▸ Objective
Reproduce, without any change, the rows below, starting at the line that contains "[Batch spec] Target class: dog's eye." and ending at the line that contains "[[254, 222, 269, 232], [302, 235, 316, 250]]".

begin Records for the exercise

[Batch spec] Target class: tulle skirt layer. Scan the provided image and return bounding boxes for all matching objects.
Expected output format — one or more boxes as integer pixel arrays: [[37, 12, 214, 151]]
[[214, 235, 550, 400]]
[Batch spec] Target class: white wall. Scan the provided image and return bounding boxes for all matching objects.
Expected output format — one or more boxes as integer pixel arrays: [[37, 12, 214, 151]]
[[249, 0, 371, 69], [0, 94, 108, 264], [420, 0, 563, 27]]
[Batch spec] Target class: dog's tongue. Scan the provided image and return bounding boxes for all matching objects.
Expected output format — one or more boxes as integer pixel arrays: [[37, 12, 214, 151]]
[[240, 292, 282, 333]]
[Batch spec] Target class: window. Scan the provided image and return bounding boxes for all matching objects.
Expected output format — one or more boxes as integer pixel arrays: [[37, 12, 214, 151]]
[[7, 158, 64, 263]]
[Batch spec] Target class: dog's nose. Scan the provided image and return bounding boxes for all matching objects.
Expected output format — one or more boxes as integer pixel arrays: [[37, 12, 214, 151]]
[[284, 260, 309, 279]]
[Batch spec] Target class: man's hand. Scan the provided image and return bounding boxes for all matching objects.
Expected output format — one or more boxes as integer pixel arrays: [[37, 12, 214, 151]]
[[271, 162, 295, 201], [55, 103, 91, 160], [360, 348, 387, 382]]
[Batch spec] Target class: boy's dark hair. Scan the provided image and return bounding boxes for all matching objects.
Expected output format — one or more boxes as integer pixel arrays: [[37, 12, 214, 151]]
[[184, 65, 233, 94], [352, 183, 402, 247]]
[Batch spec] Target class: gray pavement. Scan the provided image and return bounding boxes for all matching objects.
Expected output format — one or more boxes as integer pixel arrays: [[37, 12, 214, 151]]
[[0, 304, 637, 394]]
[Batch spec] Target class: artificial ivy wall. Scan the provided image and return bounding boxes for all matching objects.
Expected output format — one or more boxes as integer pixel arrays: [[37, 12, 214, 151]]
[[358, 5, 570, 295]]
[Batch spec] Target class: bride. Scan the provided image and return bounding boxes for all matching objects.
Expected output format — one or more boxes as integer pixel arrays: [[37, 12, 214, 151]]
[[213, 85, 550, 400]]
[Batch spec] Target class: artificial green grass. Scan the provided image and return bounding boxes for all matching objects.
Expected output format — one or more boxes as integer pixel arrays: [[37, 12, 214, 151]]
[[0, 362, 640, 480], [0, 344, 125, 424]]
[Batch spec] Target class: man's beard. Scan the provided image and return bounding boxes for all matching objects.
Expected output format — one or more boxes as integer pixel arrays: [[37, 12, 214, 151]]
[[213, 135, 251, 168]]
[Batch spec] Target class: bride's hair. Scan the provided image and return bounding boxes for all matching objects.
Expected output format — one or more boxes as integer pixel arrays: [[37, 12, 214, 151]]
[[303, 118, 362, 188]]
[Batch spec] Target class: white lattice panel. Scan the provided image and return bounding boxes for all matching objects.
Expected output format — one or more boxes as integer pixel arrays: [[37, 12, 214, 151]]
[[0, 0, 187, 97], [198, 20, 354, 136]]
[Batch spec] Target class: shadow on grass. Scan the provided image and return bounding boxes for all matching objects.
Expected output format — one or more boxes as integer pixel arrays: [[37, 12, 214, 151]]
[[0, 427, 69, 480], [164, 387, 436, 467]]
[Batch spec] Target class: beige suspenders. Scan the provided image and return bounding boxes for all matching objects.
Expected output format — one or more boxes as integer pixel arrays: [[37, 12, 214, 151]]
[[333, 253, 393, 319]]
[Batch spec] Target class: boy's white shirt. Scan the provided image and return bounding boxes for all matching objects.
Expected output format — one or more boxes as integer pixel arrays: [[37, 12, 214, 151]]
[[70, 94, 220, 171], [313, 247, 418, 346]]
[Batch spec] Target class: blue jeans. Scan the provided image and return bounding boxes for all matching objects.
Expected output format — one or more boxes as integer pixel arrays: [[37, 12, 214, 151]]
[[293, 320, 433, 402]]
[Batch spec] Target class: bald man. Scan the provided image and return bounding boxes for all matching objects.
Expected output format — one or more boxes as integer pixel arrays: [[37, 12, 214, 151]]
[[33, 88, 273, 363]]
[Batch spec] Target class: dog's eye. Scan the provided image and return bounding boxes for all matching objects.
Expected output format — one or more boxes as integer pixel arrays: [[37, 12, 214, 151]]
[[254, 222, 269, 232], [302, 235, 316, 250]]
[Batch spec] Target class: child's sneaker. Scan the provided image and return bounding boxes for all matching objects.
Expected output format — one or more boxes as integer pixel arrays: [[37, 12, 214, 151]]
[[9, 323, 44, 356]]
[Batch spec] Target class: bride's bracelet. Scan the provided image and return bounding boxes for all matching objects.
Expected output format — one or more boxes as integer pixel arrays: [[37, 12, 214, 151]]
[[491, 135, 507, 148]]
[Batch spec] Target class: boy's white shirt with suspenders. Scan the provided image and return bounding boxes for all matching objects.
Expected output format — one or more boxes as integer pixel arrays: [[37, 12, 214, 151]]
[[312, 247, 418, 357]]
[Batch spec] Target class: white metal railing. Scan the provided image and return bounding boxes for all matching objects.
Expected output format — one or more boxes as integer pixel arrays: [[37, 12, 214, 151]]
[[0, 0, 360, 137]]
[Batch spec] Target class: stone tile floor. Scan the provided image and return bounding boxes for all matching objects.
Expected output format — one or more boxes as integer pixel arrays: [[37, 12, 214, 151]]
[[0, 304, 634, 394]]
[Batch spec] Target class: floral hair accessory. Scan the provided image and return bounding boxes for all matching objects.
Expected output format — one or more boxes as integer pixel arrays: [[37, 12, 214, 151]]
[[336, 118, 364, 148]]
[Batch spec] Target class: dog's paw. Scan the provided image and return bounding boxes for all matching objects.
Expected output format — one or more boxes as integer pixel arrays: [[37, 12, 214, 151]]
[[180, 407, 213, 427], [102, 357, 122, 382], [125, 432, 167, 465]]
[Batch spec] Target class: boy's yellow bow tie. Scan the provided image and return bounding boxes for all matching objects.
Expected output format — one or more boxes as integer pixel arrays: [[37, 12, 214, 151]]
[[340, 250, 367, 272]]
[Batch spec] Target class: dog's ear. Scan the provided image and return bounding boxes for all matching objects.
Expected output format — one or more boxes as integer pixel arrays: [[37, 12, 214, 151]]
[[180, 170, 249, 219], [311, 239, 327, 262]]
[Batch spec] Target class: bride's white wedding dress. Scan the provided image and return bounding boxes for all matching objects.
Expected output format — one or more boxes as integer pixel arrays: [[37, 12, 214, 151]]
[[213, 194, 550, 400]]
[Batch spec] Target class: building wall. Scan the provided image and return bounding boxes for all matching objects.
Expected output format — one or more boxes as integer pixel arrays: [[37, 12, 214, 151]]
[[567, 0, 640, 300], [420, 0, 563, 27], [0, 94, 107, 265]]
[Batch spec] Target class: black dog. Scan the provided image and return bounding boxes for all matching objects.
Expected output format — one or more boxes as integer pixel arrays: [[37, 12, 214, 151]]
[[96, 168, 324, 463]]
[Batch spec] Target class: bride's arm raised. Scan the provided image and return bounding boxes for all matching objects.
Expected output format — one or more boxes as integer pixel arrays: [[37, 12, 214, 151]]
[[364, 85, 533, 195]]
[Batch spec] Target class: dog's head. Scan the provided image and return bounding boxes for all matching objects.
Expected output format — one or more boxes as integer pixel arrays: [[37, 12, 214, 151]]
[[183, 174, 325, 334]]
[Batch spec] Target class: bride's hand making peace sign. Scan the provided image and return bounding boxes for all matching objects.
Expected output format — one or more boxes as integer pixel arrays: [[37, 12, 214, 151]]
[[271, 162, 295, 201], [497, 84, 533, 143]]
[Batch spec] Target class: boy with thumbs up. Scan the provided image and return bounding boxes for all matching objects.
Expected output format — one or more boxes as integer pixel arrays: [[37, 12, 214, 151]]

end Records for the exercise

▸ Task response
[Batch spec] Target class: dog's eye. Scan the provided image and return bounding boxes for all matching objects.
Expected output format — one or more boxes as integer pixel arrays: [[37, 12, 214, 151]]
[[254, 222, 269, 232], [302, 235, 316, 250]]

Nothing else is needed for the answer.